Copy the records below word for word, beginning at the line that contains "Target: red base of wall" and stopping after the line that contains "pixel 172 85".
------------------------------------------------------------------------
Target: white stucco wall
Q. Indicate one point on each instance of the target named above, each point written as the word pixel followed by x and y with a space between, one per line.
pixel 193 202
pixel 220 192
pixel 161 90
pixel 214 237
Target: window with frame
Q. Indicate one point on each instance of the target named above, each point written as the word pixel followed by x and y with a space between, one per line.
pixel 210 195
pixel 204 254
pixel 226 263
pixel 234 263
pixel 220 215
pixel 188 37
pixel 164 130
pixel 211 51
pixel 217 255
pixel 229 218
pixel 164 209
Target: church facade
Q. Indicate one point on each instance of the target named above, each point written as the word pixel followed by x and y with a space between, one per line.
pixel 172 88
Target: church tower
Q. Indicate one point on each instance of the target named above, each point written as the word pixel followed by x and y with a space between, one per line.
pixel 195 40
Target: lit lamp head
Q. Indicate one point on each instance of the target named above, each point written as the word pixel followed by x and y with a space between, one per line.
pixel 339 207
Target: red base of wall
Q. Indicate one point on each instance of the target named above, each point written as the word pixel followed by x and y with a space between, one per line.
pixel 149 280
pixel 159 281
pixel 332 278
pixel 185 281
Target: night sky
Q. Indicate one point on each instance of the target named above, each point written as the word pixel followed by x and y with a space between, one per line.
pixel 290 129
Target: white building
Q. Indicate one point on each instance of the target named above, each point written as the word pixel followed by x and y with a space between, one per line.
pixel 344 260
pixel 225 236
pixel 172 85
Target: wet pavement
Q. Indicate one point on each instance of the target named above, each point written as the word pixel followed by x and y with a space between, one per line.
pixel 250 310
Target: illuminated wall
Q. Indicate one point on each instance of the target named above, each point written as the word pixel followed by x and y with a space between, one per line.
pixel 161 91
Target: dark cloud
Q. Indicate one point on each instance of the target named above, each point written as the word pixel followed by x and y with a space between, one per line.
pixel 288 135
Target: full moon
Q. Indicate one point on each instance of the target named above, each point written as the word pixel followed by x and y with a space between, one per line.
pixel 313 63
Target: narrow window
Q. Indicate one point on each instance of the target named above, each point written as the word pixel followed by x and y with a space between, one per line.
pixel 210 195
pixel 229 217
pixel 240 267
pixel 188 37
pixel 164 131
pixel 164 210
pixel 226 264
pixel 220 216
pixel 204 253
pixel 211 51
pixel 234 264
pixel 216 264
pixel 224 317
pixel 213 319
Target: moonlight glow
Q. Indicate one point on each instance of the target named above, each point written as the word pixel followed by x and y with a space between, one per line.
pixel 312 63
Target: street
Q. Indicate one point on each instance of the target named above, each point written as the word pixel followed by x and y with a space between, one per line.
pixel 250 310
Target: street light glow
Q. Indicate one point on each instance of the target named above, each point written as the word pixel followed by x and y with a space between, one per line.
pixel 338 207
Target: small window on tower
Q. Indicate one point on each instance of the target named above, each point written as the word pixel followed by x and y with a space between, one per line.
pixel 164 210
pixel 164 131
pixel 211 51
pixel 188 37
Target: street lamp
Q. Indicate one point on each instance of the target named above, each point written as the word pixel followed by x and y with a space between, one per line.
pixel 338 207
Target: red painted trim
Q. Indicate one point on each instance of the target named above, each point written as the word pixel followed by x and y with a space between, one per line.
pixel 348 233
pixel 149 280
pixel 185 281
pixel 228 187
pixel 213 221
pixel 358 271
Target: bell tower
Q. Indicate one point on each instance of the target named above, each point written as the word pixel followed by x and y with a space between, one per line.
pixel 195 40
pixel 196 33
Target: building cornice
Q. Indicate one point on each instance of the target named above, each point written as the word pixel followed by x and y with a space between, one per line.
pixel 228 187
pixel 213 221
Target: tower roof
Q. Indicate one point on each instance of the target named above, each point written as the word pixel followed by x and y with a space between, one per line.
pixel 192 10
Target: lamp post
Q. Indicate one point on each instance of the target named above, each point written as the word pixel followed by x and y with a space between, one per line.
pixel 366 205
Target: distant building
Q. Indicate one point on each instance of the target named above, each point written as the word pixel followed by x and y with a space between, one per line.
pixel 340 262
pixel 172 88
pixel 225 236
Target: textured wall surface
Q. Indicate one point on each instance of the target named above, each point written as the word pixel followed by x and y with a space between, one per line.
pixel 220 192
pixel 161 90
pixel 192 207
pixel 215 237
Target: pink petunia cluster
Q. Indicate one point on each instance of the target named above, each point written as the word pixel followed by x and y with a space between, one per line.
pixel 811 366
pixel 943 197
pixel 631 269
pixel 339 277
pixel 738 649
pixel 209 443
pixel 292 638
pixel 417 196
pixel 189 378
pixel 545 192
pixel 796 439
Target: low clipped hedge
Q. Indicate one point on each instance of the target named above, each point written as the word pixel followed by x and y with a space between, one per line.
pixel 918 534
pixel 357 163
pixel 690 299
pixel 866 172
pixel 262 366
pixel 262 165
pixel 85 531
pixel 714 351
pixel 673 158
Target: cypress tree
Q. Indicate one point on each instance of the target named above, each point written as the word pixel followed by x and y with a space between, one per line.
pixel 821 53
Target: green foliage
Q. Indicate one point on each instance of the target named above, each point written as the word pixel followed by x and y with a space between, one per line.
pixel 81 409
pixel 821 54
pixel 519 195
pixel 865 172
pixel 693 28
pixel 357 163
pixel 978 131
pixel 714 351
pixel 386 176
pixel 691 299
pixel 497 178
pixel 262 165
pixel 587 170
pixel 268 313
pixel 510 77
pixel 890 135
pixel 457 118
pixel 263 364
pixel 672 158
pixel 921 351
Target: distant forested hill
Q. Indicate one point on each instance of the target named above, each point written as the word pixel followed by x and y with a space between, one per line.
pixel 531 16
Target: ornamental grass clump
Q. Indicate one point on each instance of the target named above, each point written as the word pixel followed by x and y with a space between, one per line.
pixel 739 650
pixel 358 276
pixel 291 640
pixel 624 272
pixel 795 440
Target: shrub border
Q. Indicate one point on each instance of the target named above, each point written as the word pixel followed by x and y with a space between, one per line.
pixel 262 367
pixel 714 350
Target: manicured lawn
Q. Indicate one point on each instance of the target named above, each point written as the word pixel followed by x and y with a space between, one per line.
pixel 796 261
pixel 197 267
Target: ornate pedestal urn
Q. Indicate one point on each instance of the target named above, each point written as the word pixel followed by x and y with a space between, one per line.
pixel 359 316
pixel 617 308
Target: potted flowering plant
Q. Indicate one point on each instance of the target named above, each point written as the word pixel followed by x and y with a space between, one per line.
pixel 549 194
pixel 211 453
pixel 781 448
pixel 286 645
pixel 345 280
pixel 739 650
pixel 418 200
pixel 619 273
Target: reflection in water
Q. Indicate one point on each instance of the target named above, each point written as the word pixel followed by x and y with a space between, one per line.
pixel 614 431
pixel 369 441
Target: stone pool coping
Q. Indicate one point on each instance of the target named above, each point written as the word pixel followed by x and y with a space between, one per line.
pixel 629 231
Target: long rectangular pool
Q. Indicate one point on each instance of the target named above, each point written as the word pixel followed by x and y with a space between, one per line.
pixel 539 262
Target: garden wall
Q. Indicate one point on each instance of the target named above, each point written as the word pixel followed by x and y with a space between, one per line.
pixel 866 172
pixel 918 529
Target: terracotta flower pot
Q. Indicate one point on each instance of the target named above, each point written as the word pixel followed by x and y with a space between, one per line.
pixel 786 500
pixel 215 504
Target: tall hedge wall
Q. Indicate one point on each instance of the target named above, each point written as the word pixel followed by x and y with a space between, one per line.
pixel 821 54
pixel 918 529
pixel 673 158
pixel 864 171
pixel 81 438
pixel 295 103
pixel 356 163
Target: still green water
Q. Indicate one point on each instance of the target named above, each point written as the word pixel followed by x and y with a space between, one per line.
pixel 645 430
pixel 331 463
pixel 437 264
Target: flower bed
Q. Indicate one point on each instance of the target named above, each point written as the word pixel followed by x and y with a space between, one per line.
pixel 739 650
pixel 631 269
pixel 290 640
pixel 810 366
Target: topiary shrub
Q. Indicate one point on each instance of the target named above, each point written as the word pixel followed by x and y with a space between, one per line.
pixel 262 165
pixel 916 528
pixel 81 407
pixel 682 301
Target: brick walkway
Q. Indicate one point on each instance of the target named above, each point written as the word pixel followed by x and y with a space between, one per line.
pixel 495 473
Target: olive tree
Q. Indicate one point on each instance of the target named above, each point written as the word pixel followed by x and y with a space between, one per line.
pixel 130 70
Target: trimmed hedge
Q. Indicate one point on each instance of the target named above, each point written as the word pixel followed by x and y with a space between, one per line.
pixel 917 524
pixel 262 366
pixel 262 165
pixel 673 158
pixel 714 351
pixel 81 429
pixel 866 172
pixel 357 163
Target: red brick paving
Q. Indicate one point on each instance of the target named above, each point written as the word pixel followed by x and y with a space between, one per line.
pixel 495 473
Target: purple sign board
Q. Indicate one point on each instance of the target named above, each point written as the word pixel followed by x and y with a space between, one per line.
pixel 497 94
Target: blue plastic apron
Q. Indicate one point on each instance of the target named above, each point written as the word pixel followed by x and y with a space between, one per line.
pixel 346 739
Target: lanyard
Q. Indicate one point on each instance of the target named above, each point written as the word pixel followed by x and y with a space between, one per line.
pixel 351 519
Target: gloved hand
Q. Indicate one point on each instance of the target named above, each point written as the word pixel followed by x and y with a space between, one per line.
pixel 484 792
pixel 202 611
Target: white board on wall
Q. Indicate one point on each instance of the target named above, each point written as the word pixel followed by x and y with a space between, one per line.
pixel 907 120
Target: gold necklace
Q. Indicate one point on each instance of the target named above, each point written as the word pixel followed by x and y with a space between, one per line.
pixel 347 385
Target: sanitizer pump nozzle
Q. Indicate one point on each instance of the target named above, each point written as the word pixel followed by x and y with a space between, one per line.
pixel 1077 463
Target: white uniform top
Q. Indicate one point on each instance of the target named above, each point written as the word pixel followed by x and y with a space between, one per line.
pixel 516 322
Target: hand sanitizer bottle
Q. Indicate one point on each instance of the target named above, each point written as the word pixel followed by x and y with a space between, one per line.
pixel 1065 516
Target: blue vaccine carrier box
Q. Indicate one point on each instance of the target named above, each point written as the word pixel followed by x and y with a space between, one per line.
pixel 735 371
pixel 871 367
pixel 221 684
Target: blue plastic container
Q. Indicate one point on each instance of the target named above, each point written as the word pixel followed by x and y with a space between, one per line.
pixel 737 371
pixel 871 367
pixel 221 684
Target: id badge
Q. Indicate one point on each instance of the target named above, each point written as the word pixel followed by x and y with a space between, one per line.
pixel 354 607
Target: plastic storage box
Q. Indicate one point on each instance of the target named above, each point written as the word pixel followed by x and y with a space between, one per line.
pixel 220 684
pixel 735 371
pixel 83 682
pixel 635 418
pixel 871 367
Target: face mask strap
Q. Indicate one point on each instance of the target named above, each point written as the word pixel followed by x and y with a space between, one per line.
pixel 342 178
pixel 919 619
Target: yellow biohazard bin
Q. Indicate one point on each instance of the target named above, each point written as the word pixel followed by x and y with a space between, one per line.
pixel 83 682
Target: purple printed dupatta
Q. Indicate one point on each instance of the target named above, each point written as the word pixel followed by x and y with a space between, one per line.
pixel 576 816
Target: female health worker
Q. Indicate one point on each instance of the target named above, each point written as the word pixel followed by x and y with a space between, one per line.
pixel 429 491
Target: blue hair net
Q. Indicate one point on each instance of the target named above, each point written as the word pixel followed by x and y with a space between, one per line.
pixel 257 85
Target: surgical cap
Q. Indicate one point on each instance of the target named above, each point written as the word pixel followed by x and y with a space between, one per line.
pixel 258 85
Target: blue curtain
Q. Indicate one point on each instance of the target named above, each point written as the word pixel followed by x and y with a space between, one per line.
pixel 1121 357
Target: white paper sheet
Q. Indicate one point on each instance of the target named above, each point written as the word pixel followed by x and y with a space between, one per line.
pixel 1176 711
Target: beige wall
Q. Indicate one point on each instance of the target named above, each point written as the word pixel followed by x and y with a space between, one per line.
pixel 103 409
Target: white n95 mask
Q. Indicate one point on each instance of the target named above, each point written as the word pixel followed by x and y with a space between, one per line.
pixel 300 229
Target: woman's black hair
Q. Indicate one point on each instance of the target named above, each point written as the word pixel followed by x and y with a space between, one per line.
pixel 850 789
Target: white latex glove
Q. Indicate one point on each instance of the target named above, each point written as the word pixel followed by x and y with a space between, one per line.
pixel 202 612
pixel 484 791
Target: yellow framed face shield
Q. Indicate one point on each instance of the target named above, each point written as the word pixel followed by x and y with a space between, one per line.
------------------------------------------------------------------------
▶ PROBLEM SOLUTION
Target: red base of wall
Q. Indicate one point on each instance of the target named above, each point written as the word pixel followed by x and y with a space between, one per line.
pixel 149 280
pixel 159 281
pixel 332 278
pixel 185 281
Target: night sky
Q. Indicate one point on each instance of the target named above, each point written as the word pixel followed by x and y with a space between, one per line.
pixel 290 129
Target: white building
Q. Indicate one point on each instance of the target named above, each point written as the word pixel followed by x and y with a space between, one per line.
pixel 344 260
pixel 225 236
pixel 172 85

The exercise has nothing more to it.